§ **CHALLENGES**:
1 – List every gaming platform named in the Unbox passage.
2 – Using the Unbox passage, decide whether each statement agrees with it, answering yes or no and quoting the words that settle it: (a) The unbox move can be used six times before the supply runs out. (b) Jumping is done with the left trigger. (c) The ground pound defeats enemies outright.
3 – Write a continuation of the Unbox passage, picking up after its final sentence.

§ **SUPPLIED PASSAGE**:
<<<<

Special delivery: a soggy, banged-up, bouncing cardboard box
PC, PS4, Xbox One
Move over, Amazon drones. Unbox’s Global Postal Service would like to present the real next-gen of shipping solutions: the self-delivering box. You’re the latest prototype of this revolutionary endeavour, a cardboard cube capable of self-propelled motion. You bobble along awkwardly, but at a surprising lick, and are blessed with surprising agility for an object that’s all straight edges and sharp corners. You can jump with a tap of the right trigger, and with a squeeze of the left one you’ll perform the titular ‘unbox’, shedding an outer skin for a burst of mid-air momentum in what is surely the most oddly conceived double-jump in videogame history. Or hextuple jump, if you’re so minded.
The unbox can be performed six times before your supply runs dry, and provided you’ve built up enough speed before setting off you can comfortably traverse the lengthy expanses of water between islands in the first of Unbox’s worlds, Paradise Islands. Your stocks can be topped up with health pickups, or replenished at one of the generously spaced post-box checkpoints, but in between this is a game of careful management of your supplies. Your only offensive manoeuvre is a ground pound, which stuns enemies; when properly placed it can knock aggressors off platforms or into the sea. But largely this is a game of escaping trouble, rather than dispatching it.
Unless a mission demands otherwise, anyway. One endows you with a homing firework launcher with a pleasingly generous auto-aim, asking you to take out rooftop snipers within a time limit. Others are more traditional 3D-platformer fare, and are oddly satisfying despite the potential for frustration inherent in building a platform game around a cardboard box with exaggerated real-world physics. It’s a zippy, unruly thing, certainly, but it’s tremendously responsive, and there’s a silly little thrill in arresting momentum just in time before your avatar drops into what would, for a cardboard box, be a fatal swim in the crystal-blue sea. And throughout, the multi-jump mechanic has you thinking about the space around you in intriguing ways. One quest-giver asks you to trek to the top of a high tower. Following the path means navigating a tricky sequence of obstacles – how many of them could you bypass by simply unbox-jumping up the side?

>>>>

§ **DATA**:

<<<<

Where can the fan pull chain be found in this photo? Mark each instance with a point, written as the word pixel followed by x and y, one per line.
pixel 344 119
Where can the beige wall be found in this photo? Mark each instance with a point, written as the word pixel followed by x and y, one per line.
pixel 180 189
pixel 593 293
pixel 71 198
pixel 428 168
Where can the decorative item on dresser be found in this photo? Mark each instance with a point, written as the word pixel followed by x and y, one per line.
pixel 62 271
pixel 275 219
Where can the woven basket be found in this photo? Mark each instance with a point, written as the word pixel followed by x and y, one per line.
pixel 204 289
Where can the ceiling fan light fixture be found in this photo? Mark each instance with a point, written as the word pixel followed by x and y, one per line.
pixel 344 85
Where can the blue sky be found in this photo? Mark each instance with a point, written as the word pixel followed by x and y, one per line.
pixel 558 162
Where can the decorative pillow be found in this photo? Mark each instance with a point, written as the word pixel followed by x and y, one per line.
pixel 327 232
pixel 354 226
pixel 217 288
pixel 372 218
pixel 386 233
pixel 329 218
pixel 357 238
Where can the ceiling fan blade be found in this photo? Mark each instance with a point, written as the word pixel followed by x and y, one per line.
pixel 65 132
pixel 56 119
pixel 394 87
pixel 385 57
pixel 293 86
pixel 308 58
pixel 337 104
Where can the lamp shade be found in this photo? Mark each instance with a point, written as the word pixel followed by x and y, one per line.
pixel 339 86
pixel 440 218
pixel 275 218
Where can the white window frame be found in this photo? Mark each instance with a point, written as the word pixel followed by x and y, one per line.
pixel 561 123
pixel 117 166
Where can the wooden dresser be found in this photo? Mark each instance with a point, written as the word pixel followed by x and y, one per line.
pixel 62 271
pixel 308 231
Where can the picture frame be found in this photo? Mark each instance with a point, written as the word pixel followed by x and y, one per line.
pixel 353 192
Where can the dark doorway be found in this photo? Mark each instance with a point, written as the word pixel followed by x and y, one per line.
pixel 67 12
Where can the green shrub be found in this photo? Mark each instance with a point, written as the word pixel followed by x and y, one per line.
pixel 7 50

>>>>

§ **TASK-BY-TASK ANSWERS**:
1 – PC, PS4, Xbox One

2 –
(a) Yes: "The unbox can be performed six times before your supply runs dry"
(b) No: "You can jump with a tap of the right trigger"
(c) No: "a ground pound, which stuns enemies"

3 –
Fourplayer splitscreen multiplayer sports a similarly novel spin on conventions. It’s a pacy, madcap blend of racing, platforming and shooting with playful, slippery physics and wanton environmental destruction. Modern standards dictate that Unbox’s multiplayer mode should be online-enabled. However, Manchester studio Prospect Games is staying true to its roots and, currently at least, is limiting the game’s multiplayer component to players in the same room. Yet for all the nods to the past, Unbox feels oddly new – and for more than just its Unreal-powered physics. While it’s far from the first contemporary indie game to take its inspiration from the golden age of 3D platformers and fourplayer splitscreen, the pleasures of its novel take on the genre conventions of player movement, and the slapstick comedy of its physics, mean this is no mere callback to its developers’ childhoods. Yes, there are nods to the likes of Katamari Damacy, Super Monkey Ball and any number of 3D Mario games, but Unbox has an identity all of its own – and it’s rather more appealing than its drab cardboard exterior would have you believe. While the state of the parcel’s contents may lead the recipient to question the merits of a self-delivering cardboard box, the game itself is in fine shape.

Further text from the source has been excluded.